══ Working data
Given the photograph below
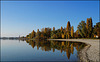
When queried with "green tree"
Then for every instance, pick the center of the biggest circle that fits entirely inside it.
(82, 29)
(96, 30)
(68, 26)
════
■ **Task to complete**
An exact copy of the whole listing is required, minus the pictures.

■ **Finished task**
Given the photograph below
When queried with "green tree"
Then for every instance, pick the center of the biggest circle that fits entirely inside it.
(82, 29)
(96, 30)
(68, 26)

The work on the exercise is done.